• [TEXT]:
Segment Open
This Patient Does NOT Get It (with apologies to Kevin)
This doctor went bankrupt.
This is what one of his patients has to say:
I am disappointed with whoever is responsible for allowing a shortage on primary-care physicians. Our Dr. Matthew Masewic is closing his practice due to finances and high insurance costs, which are ridiculous.
It's sad and a shame to lose such a wonderful, kind doctor who is much needed and wanted. We pay high premiums every week and expect our doctors to be paid when due. They work long, hard hours and deserve every cent they get.
Dr. Masewic had a dream - helping everyone - and I believe everyone should help him. He kept us on the right track to staying healthy, and he will be greatly missed.
It would be nice if legislators would do there job and stop allowing insurance companies to do what they want, and hospitals from charging a fortune. It costs more for an aspirin than a doctor visit. Hello, what's up with that? It's time we helped keep our doctors, because soon we won't have any.
Segment Closed
• [ENTRIES SHOWN]:
Segment Open
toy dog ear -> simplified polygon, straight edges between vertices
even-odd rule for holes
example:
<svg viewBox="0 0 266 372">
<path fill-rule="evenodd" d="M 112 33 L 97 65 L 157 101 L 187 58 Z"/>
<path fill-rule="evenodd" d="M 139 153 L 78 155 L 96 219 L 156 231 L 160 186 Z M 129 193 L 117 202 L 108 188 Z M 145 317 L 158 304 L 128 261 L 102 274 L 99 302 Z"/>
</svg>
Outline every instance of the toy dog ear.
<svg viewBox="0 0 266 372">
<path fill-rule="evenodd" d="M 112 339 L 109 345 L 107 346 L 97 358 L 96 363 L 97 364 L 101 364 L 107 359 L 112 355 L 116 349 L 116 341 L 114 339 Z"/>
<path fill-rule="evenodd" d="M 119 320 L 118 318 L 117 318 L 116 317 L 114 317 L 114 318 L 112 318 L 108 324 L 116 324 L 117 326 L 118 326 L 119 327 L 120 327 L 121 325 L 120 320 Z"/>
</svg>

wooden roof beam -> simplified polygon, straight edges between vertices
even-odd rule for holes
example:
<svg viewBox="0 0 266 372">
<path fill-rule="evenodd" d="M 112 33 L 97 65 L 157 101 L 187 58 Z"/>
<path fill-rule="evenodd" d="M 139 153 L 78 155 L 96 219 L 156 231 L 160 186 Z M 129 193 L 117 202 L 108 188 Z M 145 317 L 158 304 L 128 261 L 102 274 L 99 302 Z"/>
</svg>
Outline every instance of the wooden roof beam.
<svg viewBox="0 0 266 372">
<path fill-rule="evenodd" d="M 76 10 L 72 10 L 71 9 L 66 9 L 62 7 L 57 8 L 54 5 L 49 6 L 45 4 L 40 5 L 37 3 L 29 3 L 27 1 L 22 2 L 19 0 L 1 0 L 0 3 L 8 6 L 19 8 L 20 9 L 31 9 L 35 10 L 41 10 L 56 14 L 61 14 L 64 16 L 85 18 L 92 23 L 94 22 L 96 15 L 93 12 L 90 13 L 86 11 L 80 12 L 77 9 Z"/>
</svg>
Segment Closed
• [TASK OBJECTIVE]:
Continue the blog post about the patient's letter on Dr. Masewic's closed practice, starting after its final sentence.

• [RESULT OF THE TASK]:
Did this patient pay her co-pay when she saw the doctor? If he had tried to stay in business by cancelling his contracts with all the insurance companies and insisting on payment at time of service, would she have continued to see him, cheerfully paying the full fee for receiving care from "such a wonderful, kind doctor who is much needed and wanted"? Or would this letter to the newspaper have been in the same mail as a heartfelt letter to the wonderful doctor thanking him for all his kindness while regretfully requesting the transfer of her records to the big practice up the street who will take her insurance so she can see another wonderful, kind doctor for only $15?
We can go around and around and around about what a shame it is that docs like this guy, me and all of the rest of us primary care dinosaurs can't make a living without ever pointing a finger squarely where the blame belongs:
- The enormously lucrative, parasitic industry called "Health Insurance" (instead of what it really is: "Health Care Brokerage") that sucks out billions of dollars a year from the interactions between doctors and patients, because it can.
- American citizens who have come to believe that health care doesn't (and shouldn't) cost them anything. Deep down (not even so deep in some cases) everyone thinks the "ideal" health insurance plan is one that is completely paid for by one's employer and pays for everything. Payroll deductions, deductibles and co-pays are admitted to be necessary evils, but the smaller the better -- hence, the ideal.
America is already polarizing itself into oblivion; why should health care be any different?